BEGIN INPUT ROWS

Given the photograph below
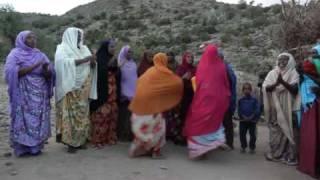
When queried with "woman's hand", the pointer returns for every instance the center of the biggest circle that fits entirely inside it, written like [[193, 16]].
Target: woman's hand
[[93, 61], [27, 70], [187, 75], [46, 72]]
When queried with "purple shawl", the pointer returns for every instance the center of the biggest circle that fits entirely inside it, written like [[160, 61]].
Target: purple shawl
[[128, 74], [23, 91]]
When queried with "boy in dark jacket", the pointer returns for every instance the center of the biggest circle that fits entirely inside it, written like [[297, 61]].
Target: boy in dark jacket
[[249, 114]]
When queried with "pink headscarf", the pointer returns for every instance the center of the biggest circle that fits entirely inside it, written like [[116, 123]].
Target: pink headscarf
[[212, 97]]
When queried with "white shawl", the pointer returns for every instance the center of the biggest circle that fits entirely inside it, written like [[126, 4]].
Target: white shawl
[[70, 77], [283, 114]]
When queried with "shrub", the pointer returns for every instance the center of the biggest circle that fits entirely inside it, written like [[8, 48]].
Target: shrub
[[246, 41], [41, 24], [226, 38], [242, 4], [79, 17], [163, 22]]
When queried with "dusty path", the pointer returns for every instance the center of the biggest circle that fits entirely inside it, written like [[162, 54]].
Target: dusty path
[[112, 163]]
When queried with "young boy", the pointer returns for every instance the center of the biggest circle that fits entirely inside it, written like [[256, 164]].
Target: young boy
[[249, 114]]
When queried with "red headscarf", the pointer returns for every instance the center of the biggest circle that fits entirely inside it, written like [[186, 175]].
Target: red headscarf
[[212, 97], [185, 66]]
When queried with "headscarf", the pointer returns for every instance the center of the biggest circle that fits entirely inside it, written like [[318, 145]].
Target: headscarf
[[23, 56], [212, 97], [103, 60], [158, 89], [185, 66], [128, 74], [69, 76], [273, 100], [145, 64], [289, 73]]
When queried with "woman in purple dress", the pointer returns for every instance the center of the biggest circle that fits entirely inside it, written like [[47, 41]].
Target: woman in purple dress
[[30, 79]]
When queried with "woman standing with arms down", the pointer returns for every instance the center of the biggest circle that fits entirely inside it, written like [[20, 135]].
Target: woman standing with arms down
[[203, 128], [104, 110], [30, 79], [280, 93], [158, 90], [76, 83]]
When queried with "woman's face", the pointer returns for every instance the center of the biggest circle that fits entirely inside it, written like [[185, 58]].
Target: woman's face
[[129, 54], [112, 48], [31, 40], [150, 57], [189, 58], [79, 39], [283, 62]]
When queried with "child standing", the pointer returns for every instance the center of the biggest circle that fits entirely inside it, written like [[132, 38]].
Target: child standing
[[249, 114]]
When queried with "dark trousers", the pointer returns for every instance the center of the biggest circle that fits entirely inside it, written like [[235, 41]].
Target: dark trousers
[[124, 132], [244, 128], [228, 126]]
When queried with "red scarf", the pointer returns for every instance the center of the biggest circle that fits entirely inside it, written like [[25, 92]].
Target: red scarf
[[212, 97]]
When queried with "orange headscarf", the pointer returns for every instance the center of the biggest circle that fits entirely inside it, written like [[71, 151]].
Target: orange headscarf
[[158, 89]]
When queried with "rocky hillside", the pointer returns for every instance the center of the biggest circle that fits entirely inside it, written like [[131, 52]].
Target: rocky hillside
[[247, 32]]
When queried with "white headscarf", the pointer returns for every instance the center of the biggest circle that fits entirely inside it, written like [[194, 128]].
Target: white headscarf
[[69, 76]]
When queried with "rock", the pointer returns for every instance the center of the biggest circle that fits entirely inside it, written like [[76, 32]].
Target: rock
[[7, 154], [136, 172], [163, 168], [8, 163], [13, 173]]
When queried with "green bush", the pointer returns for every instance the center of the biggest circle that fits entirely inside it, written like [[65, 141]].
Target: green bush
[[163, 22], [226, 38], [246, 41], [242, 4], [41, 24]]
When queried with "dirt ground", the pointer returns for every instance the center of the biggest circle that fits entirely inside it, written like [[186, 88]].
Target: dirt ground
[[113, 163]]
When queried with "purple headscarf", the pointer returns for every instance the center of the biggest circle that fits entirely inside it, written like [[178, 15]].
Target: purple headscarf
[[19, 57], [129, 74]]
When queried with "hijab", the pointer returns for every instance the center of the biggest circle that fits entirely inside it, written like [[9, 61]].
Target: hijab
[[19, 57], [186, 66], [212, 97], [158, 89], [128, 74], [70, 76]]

END INPUT ROWS

■ WRITTEN REQUEST
Transcribe word for word the lines running from the one that contains "like [[25, 92]]." up to and including the one that contains "[[158, 89]]".

■ ANSWER TO THIS TASK
When queried with "red scarf", the pointer returns for every instance the center of the biggest circle that fits entirely inside it, written like [[25, 92]].
Target: red scarf
[[212, 97]]
When queried with "orange headscarf", the pointer returns for every instance the center of the biggest circle that fits entirely inside it, written like [[71, 151]].
Target: orange headscarf
[[158, 89]]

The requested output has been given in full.